BEGIN Task data

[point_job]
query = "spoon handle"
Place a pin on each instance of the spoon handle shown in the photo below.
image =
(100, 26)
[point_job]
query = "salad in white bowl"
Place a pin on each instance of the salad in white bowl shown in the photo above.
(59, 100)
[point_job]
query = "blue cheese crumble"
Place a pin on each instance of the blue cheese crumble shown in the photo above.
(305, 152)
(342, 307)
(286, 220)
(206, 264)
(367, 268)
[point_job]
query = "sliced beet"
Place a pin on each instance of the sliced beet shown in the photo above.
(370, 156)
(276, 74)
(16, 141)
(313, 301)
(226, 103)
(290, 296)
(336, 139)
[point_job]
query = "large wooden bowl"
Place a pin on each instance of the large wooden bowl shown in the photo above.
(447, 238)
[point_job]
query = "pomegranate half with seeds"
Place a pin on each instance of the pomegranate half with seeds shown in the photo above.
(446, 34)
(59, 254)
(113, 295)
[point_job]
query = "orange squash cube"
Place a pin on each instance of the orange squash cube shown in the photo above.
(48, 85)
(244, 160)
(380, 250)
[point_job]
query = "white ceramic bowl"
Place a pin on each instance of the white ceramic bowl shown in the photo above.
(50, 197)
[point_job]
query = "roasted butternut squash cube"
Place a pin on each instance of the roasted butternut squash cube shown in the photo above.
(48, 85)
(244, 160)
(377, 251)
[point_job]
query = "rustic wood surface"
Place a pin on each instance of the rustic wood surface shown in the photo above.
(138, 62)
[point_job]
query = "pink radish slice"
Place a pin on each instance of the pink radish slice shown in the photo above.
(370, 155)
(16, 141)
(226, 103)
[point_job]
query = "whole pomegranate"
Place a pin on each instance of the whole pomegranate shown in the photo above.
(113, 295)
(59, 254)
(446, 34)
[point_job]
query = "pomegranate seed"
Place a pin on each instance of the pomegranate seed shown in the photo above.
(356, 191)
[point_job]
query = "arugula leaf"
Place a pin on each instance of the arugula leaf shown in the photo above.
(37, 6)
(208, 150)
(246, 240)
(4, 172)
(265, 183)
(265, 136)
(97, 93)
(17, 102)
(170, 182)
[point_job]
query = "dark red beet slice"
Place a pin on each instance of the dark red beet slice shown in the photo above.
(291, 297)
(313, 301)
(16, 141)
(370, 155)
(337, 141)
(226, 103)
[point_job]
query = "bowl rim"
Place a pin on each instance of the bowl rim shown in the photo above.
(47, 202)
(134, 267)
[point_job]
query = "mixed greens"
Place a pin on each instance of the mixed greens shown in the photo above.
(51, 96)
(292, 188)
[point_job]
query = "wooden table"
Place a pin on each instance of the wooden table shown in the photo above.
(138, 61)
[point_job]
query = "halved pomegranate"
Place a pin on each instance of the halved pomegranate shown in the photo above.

END Task data

** Exercise brief **
Please repeat the material above, word for word and in full.

** Task response **
[point_job]
query = "spoon handle"
Place a pin on each instance of the spoon handle shown in the photo below.
image =
(100, 26)
[point_job]
query = "salad in white bowl"
Place a pin on each instance of the salad in white bowl shown in the photo above.
(59, 100)
[point_job]
query = "blue cheese crumble"
Place a pin on each instance of the blue cheese crumble shown in the photo above.
(305, 152)
(342, 307)
(286, 220)
(206, 264)
(367, 268)
[point_job]
query = "sliced beet"
Place a pin on each instance of the sliced beet shown in the photo above.
(370, 156)
(276, 74)
(16, 141)
(313, 301)
(226, 103)
(290, 296)
(336, 139)
[point_job]
query = "large wooden bowl"
Place a pin on each instance of the large wooden bowl shown in the photo above.
(447, 238)
[point_job]
query = "pomegranate half with seeds"
Place a pin on each instance of the pomegranate half with seeds shown in the photo above.
(446, 34)
(59, 254)
(113, 295)
[point_job]
query = "orange squash cube"
Place a pin on each instance of the orange squash cube shown in the photo above.
(48, 85)
(244, 160)
(380, 250)
[point_job]
query = "white ceramic bowl"
Place a pin on each instance of the white ceramic bowl shown in the photo above.
(50, 197)
[point_job]
query = "roasted butternut squash cube"
Place a pin on each instance of the roasted butternut squash cube shown in the photo above.
(48, 85)
(244, 160)
(377, 251)
[point_job]
query = "rustic wood surface"
Place a pin on each instance of the rustic wood surface shown in the photo above.
(138, 62)
[point_job]
query = "pink radish slice"
Place a pin on each instance of the pink radish slice shown in the photo above.
(370, 155)
(16, 141)
(226, 103)
[point_job]
query = "whole pomegranate"
Place a pin on each instance of the whole pomegranate shown in the photo above.
(113, 295)
(59, 254)
(446, 34)
[point_job]
query = "pomegranate seed"
Place a pin on each instance of the pomegranate seed shown in the photo above.
(356, 191)
[point_job]
query = "arugula leaf"
Place a pin on each instance of the arugula leaf shown in the photo above.
(37, 6)
(208, 150)
(246, 240)
(4, 172)
(265, 183)
(265, 136)
(97, 93)
(17, 102)
(170, 182)
[point_job]
query = "dark red beet slice"
Place a pin on each instance of the dark red beet slice shown in the photo above.
(291, 297)
(313, 301)
(16, 141)
(370, 155)
(337, 141)
(226, 103)
[point_job]
query = "bowl rim"
Place a pin on each instance of the bowl rim shown in the photo above.
(47, 202)
(134, 267)
[point_job]
query = "mixed greens"
Place a pin on each instance of the mixed greens shown in the photo above.
(51, 96)
(292, 188)
[point_job]
query = "wooden table"
Place a pin on each instance of the wooden table shown in the photo above.
(138, 61)
[point_job]
query = "halved pomegranate"
Place a pin on each instance of the halved pomegranate shown in the photo above.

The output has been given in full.